## Task to complete
A single number is the answer: the count of lines below that contain "flower".

## Exercise material
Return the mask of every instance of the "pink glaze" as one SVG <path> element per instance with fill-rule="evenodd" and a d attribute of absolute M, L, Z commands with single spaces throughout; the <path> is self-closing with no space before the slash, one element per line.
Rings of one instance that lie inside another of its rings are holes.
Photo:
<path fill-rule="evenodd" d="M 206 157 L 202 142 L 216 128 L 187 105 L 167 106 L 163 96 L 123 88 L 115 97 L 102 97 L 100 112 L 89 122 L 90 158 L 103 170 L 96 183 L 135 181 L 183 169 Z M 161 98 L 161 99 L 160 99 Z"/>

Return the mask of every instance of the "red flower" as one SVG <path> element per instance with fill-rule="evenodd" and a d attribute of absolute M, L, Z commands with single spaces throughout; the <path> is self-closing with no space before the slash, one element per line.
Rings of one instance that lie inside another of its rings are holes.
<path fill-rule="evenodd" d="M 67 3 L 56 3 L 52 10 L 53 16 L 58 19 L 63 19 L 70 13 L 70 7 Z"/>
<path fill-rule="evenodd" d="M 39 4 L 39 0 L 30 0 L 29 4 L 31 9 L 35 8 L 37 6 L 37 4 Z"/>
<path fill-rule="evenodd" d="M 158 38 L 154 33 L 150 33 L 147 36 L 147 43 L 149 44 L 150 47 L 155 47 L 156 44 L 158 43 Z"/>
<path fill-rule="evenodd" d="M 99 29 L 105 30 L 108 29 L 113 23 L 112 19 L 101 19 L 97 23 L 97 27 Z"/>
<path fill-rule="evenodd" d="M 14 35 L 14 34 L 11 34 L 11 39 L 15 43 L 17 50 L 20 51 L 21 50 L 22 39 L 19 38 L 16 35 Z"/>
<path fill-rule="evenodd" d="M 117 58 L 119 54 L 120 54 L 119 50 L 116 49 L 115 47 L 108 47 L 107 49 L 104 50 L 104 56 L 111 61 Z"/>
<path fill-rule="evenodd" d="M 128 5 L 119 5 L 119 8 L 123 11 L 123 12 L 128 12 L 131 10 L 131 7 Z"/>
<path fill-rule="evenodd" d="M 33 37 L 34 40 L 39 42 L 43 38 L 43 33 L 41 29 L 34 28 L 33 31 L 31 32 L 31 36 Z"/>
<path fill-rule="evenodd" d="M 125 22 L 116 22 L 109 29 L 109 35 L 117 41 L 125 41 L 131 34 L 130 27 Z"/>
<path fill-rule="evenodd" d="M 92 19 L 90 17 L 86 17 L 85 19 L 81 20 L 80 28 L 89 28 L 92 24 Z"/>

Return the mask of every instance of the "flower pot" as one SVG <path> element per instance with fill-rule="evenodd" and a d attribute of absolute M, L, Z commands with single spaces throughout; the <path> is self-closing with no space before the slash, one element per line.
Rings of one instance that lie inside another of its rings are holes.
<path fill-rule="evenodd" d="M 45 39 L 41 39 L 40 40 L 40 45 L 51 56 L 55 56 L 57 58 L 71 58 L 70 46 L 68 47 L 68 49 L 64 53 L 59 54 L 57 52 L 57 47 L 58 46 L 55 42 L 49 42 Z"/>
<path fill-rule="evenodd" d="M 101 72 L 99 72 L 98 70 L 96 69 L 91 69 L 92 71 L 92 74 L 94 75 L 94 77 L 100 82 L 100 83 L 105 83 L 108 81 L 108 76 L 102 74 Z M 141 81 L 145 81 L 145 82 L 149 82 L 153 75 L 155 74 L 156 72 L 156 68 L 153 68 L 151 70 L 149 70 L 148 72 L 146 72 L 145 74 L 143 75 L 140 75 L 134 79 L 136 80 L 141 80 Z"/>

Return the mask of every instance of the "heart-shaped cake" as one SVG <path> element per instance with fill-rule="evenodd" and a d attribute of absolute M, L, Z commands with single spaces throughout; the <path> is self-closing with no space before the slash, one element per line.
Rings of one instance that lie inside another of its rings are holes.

* * *

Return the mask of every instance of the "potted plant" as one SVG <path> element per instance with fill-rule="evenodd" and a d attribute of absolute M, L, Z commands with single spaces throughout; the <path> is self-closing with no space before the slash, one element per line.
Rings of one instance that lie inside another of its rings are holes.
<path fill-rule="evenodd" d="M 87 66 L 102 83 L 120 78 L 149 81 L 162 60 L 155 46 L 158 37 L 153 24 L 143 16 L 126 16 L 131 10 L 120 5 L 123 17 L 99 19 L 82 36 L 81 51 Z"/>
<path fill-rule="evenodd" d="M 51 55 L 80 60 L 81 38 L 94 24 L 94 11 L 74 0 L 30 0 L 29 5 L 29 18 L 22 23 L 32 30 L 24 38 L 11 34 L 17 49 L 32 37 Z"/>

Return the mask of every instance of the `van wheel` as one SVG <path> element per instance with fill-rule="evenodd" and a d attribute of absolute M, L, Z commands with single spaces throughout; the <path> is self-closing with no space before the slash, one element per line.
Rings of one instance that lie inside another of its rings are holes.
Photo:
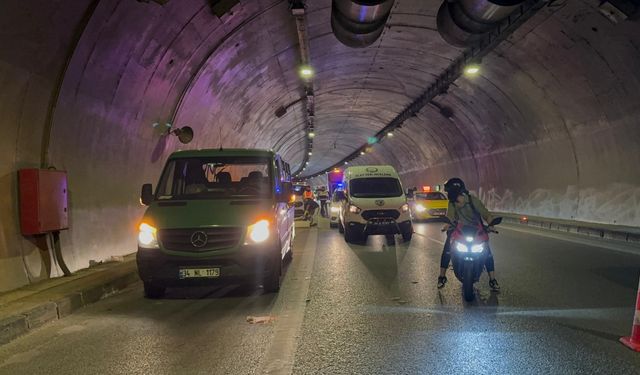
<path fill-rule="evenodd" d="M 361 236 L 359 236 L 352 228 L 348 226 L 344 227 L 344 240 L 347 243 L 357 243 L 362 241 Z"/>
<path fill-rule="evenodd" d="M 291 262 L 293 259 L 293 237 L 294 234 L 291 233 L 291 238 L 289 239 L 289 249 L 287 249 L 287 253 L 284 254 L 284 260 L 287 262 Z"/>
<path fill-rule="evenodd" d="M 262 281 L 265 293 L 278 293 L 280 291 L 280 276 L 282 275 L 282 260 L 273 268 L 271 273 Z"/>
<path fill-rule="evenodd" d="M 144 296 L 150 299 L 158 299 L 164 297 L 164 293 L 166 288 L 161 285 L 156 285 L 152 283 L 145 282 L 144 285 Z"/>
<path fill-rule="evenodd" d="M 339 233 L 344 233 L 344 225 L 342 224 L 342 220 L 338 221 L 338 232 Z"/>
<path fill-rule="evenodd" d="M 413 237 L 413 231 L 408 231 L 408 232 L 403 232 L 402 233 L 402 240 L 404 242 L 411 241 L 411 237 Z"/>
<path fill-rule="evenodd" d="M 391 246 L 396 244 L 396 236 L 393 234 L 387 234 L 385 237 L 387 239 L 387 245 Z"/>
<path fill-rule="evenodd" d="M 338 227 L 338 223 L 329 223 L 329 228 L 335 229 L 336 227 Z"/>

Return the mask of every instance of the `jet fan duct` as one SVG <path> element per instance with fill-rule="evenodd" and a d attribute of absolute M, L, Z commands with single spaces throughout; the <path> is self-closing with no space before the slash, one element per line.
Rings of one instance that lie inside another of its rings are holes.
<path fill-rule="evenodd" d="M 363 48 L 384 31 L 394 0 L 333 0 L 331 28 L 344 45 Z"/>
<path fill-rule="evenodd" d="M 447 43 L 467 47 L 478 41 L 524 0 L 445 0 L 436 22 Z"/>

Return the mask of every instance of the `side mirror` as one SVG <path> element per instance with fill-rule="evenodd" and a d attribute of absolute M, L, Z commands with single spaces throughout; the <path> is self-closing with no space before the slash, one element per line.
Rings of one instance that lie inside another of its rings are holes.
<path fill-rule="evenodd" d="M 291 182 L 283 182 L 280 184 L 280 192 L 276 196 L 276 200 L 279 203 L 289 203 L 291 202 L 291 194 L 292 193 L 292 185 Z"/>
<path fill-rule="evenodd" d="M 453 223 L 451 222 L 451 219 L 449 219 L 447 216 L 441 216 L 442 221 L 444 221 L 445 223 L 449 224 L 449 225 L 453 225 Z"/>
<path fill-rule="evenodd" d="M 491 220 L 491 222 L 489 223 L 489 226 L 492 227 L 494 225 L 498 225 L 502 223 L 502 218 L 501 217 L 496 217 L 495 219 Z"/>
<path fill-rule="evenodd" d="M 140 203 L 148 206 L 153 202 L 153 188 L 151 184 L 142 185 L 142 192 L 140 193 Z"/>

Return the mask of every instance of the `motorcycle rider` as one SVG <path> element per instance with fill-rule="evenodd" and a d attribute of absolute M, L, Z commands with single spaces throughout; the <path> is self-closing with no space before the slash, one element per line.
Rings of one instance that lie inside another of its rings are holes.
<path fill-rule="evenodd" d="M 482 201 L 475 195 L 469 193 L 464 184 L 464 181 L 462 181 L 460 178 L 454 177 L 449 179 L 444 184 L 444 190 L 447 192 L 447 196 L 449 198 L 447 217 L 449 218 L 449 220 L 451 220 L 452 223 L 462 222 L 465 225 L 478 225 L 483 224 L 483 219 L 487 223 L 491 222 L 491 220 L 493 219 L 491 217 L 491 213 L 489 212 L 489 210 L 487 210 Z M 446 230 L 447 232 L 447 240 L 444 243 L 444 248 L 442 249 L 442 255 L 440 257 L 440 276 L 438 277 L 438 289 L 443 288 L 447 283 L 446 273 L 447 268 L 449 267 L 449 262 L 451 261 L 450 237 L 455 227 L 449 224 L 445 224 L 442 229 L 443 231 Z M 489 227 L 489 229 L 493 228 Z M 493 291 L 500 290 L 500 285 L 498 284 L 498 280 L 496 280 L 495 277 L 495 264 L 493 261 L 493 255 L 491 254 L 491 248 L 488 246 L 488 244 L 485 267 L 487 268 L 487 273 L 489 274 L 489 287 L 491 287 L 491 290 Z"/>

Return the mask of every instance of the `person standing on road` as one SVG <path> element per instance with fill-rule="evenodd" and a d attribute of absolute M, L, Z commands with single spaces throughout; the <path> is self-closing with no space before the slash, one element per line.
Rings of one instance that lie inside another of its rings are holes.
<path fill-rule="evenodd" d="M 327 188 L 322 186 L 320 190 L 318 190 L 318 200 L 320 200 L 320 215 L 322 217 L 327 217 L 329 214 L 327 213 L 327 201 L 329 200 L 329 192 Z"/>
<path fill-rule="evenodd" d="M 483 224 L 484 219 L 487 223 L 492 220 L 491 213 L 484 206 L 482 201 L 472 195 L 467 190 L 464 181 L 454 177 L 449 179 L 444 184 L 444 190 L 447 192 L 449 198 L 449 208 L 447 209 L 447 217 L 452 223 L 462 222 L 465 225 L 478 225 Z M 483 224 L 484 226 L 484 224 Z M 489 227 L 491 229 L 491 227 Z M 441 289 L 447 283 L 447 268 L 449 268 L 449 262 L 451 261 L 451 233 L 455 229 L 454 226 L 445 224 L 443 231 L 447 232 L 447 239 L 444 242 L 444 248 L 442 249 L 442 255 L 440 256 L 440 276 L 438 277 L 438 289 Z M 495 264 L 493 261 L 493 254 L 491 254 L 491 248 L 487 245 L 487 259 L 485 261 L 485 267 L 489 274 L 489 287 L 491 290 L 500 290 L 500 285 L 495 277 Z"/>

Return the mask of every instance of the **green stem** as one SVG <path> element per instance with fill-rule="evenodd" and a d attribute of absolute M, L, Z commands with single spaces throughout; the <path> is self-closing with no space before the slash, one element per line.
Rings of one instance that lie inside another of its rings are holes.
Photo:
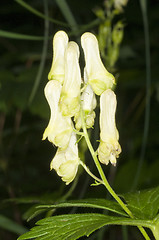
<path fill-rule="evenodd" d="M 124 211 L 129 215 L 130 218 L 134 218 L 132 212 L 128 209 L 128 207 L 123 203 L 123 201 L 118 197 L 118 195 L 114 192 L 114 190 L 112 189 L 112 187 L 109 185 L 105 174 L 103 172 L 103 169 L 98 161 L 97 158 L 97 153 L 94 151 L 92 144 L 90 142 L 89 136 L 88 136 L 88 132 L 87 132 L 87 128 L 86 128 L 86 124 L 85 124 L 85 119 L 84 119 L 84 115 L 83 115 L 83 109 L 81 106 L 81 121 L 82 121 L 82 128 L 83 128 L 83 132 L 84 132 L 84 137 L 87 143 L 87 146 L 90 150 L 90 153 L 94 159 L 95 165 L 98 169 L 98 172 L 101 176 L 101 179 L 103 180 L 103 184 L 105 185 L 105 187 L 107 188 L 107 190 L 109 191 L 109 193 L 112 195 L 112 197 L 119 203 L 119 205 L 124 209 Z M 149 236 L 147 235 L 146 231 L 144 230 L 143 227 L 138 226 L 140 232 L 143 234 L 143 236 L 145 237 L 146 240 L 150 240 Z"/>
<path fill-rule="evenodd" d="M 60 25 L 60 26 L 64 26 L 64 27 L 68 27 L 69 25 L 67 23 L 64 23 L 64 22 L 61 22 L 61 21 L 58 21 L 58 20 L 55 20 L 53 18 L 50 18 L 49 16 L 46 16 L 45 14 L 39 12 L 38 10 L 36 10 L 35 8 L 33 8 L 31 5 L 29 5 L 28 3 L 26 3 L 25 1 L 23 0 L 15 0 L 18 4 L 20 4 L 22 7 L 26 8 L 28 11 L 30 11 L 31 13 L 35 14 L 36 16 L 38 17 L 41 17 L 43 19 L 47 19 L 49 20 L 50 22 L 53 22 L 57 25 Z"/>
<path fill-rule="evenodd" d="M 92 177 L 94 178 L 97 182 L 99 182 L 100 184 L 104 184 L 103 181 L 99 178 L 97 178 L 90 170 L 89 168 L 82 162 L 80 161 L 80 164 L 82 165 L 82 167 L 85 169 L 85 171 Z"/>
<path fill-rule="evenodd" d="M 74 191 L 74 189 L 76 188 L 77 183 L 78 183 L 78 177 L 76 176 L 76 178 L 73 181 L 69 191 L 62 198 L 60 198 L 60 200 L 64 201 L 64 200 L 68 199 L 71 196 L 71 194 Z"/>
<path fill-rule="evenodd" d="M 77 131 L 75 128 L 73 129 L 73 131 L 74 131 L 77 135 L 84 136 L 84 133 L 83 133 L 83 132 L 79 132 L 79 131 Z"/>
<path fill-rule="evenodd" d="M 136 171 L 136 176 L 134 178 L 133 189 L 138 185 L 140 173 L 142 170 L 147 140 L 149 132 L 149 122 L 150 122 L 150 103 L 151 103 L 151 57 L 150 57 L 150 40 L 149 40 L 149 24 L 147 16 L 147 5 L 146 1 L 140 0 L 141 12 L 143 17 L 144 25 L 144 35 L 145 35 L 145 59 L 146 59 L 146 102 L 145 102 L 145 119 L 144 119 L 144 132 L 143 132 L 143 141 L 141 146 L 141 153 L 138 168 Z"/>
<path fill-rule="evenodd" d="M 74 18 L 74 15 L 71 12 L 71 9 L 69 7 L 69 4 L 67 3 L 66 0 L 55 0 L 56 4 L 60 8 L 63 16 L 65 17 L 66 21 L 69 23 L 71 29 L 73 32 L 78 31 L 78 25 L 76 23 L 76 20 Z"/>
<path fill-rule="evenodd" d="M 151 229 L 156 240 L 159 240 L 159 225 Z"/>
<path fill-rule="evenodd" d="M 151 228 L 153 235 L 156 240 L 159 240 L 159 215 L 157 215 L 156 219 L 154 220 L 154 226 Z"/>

## Reply
2